- Opening Delimiter -
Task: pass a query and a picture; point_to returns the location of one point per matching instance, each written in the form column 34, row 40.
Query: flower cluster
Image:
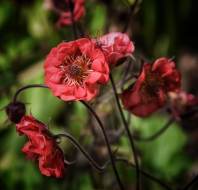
column 181, row 102
column 75, row 70
column 149, row 93
column 41, row 146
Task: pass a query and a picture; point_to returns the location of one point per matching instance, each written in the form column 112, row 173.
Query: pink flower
column 63, row 9
column 181, row 102
column 74, row 70
column 115, row 46
column 41, row 146
column 149, row 92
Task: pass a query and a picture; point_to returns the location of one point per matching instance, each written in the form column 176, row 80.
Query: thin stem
column 72, row 18
column 128, row 132
column 158, row 133
column 27, row 87
column 107, row 144
column 194, row 180
column 131, row 13
column 83, row 151
column 146, row 174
- Closing Delimiter -
> **Required work**
Go to the line holding "176, row 80." in the entries above and return it, along with every line after it, exactly as written.

> **Solution for this problem**
Task: pass a query and a picture; point_to returns the location of one point per matching instance, each written in the form column 176, row 80.
Query: thin stem
column 72, row 18
column 128, row 132
column 158, row 133
column 27, row 87
column 107, row 144
column 194, row 180
column 131, row 13
column 83, row 151
column 146, row 174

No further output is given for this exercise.